▶ REQUIRED ACTIONS
1. In the data loader transcript, what does the default collate function do with a batch?
2. Continue the data loader transcript from its last sentence.

▶ DOCUMENT EXTRACT
• • • • • • •
So as you can see, these are just indexes. So we could add shuffle equals true. And now 

that's going to call random.shuffle(), which just randomly permuts them. And now if I do the same 

thing, I've got random indexes of my source data. So why is that useful? Well, what we could now 

do is create something called a BatchSampler. And what the BatchSampler is going to do is it's 

going to basically do this islice thing for us. So we're going to say, okay, pass in a sampler. 

So that's something that generates indices and pass in a batch size. And remember, we've 

looked at chunking before. It's going to chunk that iterator by that batch size. And so if I now say, all right, please 

take our sampler and create batches of 4. As you can see here, it's creating batches 

of four indices at a time. So rather than just looping through them in order, I 

can now loop through this BatchSampler. So we're going to change our data loader 

so that now it's going to take some BatchSampler. And it's going to loop through the 

BatchSampler. That's going to give us indices. And then we're going to get that Dataset item 

from that batch for everything in that batch. So that's going to give us a list. And then we 

have to stack all of the x’s and all of the y’s together into tensors. So I've created 

something here called collate function. And we're going to default that to this little 

function here, which is going to grab our batch, pull out the x’s and y’s separately, 

and then stack them up into tensors. So this is called our collate function.
• • • • • • •
▶ DATA ROWS

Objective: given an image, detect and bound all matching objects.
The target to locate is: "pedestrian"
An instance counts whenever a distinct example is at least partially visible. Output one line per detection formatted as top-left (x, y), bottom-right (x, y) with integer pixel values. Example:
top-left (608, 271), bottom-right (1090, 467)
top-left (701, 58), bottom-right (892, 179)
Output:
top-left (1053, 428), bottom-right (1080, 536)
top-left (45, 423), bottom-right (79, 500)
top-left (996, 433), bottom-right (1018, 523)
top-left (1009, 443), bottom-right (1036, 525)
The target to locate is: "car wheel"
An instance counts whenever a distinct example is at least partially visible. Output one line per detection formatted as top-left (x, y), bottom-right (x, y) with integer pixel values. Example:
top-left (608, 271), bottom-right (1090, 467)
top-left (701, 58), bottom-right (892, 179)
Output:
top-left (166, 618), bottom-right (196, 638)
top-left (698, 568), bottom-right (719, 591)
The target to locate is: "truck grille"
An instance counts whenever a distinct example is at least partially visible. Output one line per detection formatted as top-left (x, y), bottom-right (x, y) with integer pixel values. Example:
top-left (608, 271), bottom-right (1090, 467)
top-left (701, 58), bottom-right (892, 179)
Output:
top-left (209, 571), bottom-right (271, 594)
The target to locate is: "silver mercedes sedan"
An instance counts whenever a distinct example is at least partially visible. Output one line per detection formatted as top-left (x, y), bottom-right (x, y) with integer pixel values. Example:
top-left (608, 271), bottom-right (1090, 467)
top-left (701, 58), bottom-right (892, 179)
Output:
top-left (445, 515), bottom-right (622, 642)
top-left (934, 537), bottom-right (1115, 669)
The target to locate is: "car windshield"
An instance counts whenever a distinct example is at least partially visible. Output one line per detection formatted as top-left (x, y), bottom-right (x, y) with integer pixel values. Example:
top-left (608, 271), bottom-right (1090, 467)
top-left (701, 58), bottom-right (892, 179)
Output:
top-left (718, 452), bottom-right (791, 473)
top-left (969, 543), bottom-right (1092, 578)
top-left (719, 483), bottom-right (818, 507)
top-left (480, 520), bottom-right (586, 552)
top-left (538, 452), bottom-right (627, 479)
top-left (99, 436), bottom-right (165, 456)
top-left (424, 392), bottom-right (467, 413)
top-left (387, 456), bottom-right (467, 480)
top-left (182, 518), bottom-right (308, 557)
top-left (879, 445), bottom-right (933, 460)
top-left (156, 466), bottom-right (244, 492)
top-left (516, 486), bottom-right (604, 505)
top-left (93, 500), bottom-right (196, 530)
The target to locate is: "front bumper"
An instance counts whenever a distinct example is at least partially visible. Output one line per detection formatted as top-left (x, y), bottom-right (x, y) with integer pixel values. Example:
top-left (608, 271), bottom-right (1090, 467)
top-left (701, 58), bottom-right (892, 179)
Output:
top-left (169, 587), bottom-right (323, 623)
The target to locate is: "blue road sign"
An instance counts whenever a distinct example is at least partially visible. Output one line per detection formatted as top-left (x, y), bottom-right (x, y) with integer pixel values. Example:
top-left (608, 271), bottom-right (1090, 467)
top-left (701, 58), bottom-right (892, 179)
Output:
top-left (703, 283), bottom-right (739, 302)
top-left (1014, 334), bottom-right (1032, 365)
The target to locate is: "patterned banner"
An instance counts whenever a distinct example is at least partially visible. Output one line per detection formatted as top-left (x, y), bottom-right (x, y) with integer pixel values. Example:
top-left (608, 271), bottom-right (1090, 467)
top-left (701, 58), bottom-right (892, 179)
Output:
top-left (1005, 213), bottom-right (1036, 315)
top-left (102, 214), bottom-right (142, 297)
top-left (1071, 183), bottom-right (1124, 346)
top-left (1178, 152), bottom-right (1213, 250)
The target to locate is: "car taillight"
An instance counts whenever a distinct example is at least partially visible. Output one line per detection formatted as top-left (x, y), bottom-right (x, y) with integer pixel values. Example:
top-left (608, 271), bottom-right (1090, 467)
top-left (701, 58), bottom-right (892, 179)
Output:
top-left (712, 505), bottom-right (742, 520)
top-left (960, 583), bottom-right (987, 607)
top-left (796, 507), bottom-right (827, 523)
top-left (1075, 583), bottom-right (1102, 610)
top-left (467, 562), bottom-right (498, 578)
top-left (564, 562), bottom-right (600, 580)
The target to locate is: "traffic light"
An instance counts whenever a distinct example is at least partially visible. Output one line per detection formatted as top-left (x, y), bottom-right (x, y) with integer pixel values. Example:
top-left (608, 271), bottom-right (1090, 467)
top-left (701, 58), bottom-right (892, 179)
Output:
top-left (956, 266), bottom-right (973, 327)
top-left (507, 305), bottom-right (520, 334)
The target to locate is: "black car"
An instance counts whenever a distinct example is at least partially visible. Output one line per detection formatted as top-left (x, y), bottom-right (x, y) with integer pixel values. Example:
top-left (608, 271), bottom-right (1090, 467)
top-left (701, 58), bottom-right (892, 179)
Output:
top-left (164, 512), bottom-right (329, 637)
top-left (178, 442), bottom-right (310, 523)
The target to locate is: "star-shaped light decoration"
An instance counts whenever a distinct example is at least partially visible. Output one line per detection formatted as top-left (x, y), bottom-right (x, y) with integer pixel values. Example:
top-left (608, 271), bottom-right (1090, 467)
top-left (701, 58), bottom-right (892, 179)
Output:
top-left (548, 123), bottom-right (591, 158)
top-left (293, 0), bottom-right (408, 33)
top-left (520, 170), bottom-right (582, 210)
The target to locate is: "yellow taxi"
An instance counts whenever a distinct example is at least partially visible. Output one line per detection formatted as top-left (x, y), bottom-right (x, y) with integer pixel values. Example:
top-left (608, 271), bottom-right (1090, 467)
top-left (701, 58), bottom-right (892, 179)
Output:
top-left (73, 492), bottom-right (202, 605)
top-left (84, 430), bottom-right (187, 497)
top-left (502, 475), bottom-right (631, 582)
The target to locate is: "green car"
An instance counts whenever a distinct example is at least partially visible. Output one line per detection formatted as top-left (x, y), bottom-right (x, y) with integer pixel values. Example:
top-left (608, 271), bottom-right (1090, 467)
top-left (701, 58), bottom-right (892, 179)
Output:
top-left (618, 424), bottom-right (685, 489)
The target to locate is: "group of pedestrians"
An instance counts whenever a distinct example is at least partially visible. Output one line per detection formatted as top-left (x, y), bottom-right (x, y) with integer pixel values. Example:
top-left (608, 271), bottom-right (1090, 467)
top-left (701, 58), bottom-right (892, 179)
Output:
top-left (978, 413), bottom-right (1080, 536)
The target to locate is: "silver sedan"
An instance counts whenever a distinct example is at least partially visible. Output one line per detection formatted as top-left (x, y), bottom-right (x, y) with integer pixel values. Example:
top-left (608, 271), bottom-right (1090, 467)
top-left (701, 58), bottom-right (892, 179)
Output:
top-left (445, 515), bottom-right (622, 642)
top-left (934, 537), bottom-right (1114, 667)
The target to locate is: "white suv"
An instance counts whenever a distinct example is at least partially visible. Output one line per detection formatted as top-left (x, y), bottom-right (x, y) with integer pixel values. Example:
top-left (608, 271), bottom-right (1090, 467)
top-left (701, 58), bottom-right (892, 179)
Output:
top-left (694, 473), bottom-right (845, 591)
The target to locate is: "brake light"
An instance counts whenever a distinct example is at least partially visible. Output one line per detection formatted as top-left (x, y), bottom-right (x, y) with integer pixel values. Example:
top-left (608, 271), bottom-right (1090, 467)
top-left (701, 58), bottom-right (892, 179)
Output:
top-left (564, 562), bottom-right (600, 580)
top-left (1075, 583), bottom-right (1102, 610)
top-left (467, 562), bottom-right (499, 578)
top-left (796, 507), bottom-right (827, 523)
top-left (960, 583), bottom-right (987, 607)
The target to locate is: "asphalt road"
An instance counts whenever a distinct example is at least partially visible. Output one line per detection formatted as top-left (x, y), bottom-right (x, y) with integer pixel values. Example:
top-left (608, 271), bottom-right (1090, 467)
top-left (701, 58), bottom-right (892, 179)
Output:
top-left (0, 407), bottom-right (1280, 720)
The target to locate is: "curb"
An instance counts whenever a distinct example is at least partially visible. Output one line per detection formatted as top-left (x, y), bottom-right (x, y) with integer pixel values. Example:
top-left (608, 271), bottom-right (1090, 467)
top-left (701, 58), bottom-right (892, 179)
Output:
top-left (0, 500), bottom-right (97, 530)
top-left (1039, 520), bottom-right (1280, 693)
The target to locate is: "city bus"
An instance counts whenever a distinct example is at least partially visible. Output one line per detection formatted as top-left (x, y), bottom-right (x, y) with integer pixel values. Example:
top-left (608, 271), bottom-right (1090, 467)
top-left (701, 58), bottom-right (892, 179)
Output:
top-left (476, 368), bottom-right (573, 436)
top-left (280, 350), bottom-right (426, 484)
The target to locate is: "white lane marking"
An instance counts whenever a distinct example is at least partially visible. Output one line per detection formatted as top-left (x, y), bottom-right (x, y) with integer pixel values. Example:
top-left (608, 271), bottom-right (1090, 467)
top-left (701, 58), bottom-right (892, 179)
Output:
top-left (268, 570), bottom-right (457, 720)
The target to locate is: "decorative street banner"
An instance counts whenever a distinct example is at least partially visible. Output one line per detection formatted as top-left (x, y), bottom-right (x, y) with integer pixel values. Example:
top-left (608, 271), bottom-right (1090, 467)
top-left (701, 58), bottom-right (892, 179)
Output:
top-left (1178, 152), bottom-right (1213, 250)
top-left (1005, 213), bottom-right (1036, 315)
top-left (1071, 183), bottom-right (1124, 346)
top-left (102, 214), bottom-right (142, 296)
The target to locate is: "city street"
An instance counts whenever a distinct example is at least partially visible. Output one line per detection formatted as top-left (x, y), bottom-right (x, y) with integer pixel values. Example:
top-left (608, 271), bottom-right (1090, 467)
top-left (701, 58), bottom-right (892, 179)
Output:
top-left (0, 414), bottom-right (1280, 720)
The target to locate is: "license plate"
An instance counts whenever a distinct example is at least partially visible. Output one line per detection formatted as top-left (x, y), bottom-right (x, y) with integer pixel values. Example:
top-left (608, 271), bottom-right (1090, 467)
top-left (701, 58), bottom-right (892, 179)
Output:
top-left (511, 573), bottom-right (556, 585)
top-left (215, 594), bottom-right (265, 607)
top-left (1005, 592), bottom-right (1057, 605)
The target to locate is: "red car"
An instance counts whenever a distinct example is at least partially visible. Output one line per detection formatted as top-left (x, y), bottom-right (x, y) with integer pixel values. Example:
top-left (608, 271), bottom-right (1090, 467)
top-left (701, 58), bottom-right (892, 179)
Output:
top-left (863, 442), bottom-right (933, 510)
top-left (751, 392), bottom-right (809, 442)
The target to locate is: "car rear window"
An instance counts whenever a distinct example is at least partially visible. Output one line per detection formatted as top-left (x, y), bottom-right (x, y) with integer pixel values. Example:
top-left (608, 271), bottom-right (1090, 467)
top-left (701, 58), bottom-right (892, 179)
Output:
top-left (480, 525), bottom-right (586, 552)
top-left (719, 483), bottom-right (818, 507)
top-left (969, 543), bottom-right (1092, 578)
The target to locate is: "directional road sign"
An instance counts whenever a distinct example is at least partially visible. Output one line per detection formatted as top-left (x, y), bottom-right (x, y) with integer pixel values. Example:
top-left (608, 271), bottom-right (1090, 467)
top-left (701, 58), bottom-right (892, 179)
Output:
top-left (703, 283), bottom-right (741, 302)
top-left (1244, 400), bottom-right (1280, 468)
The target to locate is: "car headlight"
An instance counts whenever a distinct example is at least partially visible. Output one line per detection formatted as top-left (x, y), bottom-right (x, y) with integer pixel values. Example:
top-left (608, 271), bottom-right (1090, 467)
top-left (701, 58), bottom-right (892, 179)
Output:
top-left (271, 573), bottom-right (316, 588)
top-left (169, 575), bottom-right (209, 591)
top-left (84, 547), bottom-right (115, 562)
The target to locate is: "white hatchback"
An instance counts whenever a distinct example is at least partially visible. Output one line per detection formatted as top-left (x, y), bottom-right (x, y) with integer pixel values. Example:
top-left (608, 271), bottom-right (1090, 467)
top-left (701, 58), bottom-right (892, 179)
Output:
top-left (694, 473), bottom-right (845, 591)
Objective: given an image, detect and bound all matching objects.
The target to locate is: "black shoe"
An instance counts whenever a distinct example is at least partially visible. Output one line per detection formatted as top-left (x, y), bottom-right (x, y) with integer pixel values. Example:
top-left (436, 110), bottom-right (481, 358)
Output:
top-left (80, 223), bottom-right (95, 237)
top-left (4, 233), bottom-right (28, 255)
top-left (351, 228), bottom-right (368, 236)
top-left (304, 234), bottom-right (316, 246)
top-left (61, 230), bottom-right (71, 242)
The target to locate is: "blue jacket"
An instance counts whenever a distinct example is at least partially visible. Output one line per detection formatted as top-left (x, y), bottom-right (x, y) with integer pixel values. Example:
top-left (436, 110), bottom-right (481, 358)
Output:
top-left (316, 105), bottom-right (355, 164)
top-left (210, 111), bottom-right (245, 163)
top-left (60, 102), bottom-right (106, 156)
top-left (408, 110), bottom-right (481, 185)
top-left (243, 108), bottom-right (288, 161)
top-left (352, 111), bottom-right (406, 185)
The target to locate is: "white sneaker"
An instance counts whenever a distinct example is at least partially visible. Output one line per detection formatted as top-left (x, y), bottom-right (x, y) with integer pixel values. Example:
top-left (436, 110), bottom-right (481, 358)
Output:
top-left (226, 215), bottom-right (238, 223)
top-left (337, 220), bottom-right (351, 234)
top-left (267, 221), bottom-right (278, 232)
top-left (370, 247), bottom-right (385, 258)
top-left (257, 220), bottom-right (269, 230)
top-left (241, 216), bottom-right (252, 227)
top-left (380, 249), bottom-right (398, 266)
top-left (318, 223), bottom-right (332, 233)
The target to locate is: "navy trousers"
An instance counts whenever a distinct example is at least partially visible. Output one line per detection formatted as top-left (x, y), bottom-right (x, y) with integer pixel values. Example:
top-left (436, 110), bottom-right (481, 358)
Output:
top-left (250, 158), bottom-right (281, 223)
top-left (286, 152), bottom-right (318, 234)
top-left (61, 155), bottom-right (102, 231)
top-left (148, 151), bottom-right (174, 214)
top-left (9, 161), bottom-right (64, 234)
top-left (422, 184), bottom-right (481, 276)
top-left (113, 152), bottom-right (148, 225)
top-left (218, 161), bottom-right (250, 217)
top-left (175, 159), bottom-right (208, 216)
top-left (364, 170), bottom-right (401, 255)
• • • • • • •
▶ ANSWERS PER TASK
1. It pulls out the x's and y's separately and stacks them into tensors.

2.
Okay. So if you put all that together, we can create a training sampler, which is a batch 

sampler over the training set with shuffle true. A validation sampler will be a batch sampler 

over the validation set with shuffle false. And so then we can pass that 

into this DataLoader class, the training data set and the training sampler 

and the collate function, which we don't really need because it's, we're just using the default 

one. So I guess we can just get rid of that. And so now here we go. We can do 

exactly the same thing as before xb, yb, next, iter. And this time we use the valid 

DataLoader, check the shapes. And this is how PyTorch's actual DataLoader works. This is the, 

this is all the pieces they have. They have samplers, they have batch samplers, they have 

a collation function and they have DataLoaders. So remember that what I want you 

to be doing for your homework is experimenting with these carefully to see 

exactly what each thing's taking in. Okay. So Piotr is asking on the chat, what is this 

collate thing doing? Okay. So collate function, it defaults to collate. What does it do? Well, 

let's see, let's go through each of these steps. Okay. So we need, so we've got a batch 

sampler, so let's do just the valid sampler. Okay. So the batch sampler, here it is. So we're going to go through each 

thing in the batch sampler. So let's just grab one thing from the batch sampler. Okay. So the 

output of the batch sampler will be next. It's okay. So here's what the batch sampler 

contains. All right. Just the first 50 digits, not surprisingly, because this is our 

validation sampler. If we did a training sampler, that would be randomized. There they 

are. Okay. And what we then do is we go self.dataset[i] for i in b. 

So let's copy that. Copy, paste. And so rather than self.dataset[i], 

we'll just say valid_ds[i]. Oh, and it's not i and b it's i 

and o that's what we called it. Oh, and we did it for training. Sorry. Training.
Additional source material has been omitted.